• Your task: Render the lines from the very first one through the line containing "pixel 182 465" as a Markdown table with the columns Row and Line, numbering each row and skipping any blank lines.

• Exercise materials:
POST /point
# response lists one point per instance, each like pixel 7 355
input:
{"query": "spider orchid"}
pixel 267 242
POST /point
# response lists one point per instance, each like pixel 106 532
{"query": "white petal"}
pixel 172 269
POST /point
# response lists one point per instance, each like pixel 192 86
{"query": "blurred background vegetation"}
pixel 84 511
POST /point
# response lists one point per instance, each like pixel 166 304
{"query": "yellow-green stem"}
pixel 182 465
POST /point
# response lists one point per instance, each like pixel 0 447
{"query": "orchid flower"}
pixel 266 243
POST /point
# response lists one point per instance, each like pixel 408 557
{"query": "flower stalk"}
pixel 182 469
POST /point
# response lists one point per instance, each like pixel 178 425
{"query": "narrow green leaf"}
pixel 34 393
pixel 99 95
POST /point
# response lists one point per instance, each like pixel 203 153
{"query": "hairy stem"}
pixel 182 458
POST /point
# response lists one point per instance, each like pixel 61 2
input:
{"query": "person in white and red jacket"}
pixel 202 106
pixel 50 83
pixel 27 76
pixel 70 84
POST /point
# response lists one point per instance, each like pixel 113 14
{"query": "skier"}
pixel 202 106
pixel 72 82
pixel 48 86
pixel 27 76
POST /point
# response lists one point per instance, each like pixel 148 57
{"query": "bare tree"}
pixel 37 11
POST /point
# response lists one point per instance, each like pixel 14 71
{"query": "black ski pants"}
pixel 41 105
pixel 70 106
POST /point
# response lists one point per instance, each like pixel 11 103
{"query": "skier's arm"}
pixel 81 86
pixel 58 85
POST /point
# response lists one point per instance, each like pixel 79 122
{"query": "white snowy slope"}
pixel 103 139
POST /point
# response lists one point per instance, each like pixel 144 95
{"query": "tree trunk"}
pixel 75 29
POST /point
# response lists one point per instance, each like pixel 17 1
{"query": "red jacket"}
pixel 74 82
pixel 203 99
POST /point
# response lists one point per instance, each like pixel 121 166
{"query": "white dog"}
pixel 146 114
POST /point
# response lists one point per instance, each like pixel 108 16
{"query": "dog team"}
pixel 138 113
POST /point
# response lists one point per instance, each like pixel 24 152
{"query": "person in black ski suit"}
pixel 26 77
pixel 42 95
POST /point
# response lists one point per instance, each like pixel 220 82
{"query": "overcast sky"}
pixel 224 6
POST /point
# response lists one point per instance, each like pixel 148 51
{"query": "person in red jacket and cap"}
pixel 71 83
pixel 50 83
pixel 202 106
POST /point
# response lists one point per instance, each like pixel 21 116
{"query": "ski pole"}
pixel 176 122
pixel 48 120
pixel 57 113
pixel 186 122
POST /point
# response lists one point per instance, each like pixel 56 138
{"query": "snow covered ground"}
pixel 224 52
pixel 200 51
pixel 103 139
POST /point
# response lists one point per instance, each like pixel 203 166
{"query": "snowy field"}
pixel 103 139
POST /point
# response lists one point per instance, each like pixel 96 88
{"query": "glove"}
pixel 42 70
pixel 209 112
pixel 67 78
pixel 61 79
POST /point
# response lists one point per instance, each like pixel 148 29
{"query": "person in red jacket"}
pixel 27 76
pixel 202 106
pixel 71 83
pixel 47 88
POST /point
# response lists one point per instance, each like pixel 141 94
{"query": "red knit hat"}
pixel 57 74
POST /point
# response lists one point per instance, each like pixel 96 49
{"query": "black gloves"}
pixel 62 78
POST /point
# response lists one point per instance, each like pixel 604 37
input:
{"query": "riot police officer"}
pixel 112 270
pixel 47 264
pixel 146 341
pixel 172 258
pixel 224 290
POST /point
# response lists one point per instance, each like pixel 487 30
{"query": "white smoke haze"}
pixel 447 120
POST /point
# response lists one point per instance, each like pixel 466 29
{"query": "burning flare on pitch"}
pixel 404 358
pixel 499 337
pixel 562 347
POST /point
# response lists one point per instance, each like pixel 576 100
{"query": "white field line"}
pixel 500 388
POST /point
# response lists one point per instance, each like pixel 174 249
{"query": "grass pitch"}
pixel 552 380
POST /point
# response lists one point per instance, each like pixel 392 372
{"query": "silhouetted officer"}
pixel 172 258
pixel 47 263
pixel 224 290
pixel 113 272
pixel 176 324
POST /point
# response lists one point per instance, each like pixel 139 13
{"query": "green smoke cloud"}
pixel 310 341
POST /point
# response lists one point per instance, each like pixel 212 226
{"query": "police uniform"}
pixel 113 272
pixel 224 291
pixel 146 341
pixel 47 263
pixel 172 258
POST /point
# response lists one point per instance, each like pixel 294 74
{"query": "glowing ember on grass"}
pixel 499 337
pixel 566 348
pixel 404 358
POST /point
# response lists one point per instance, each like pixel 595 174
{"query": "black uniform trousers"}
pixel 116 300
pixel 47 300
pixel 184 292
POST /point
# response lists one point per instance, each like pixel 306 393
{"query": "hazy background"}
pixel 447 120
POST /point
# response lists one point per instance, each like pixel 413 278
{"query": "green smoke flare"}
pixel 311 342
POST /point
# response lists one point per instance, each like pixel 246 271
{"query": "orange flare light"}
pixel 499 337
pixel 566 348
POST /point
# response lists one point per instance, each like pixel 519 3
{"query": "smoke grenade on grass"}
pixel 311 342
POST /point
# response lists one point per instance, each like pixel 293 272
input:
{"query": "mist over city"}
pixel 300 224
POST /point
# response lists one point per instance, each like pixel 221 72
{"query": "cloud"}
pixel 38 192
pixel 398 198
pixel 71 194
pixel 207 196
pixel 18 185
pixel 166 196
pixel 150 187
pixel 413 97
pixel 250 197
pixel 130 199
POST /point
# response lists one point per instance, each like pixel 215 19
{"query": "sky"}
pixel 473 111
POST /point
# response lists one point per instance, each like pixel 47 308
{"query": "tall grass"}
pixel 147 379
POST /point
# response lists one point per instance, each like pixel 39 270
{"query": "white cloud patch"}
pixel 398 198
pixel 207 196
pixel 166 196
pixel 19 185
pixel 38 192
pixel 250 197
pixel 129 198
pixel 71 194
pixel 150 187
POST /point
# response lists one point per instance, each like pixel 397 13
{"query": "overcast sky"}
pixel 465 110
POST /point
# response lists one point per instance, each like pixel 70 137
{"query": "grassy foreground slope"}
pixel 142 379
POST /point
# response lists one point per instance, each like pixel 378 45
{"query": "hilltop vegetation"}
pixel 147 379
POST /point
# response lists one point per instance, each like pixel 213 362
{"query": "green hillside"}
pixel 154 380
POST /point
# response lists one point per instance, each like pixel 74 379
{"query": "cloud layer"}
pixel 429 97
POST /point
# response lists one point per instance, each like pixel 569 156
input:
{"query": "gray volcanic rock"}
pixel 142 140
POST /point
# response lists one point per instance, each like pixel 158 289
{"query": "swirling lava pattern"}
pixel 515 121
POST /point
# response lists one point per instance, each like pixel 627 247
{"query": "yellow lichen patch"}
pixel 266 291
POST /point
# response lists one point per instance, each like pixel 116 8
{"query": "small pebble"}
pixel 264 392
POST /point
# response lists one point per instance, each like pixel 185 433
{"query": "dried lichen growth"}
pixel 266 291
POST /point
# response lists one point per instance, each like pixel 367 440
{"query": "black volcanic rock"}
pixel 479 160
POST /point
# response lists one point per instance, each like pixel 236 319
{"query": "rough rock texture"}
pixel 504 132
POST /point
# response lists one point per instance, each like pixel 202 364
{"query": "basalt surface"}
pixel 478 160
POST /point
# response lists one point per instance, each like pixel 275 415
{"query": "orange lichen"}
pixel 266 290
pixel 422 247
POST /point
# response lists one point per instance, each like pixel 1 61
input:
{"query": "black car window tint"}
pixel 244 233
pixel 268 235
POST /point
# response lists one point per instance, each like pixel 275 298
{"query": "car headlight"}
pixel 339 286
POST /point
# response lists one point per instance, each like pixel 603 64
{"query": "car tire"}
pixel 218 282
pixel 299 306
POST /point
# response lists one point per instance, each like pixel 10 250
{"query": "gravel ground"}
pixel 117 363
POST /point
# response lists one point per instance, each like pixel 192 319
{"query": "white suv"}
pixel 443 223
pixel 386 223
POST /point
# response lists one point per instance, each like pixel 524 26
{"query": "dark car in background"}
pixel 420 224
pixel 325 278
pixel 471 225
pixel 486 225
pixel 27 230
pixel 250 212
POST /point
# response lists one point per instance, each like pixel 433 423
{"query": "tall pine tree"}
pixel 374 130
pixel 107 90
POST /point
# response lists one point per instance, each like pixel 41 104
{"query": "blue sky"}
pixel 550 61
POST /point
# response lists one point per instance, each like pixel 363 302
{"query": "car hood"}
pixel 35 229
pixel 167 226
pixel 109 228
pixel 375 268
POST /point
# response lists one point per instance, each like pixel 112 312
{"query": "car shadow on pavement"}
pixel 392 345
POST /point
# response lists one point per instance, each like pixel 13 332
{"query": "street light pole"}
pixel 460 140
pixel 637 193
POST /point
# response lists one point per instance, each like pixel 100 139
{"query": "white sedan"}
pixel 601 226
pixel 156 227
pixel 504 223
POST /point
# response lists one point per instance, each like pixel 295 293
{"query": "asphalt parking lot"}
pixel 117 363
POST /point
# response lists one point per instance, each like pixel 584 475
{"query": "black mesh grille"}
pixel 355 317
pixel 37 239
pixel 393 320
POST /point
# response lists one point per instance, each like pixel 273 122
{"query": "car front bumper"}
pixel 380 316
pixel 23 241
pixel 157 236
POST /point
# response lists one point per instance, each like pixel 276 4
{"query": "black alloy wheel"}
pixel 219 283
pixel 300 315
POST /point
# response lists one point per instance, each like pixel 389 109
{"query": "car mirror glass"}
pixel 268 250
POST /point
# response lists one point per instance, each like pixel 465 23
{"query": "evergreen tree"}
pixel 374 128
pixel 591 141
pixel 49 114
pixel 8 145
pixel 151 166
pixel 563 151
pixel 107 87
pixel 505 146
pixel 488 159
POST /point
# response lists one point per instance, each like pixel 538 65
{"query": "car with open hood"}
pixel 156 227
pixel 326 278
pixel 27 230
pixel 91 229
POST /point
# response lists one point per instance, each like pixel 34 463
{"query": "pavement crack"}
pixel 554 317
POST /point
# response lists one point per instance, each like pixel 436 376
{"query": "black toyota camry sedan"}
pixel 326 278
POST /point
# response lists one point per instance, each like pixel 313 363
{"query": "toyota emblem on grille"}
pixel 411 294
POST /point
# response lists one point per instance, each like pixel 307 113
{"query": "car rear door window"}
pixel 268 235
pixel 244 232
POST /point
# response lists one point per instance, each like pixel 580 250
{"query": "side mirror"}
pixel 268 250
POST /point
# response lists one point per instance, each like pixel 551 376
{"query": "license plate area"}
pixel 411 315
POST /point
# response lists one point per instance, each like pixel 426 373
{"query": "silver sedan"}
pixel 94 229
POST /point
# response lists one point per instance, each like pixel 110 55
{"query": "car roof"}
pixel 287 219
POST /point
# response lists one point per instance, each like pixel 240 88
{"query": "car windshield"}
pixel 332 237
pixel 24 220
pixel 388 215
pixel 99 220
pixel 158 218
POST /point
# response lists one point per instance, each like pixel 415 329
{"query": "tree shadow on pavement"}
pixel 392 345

• The response:
| Row | Line |
|---|---|
| 1 | POST /point |
| 2 | # response lists one point per instance, each like pixel 7 355 |
| 3 | input: |
| 4 | {"query": "spider orchid"} |
| 5 | pixel 267 242 |
| 6 | POST /point |
| 7 | # response lists one point per instance, each like pixel 106 532 |
| 8 | {"query": "white petal"} |
| 9 | pixel 172 269 |
| 10 | POST /point |
| 11 | # response lists one point per instance, each like pixel 192 86 |
| 12 | {"query": "blurred background vegetation"} |
| 13 | pixel 84 511 |
| 14 | POST /point |
| 15 | # response lists one point per instance, each like pixel 166 304 |
| 16 | {"query": "yellow-green stem"} |
| 17 | pixel 182 465 |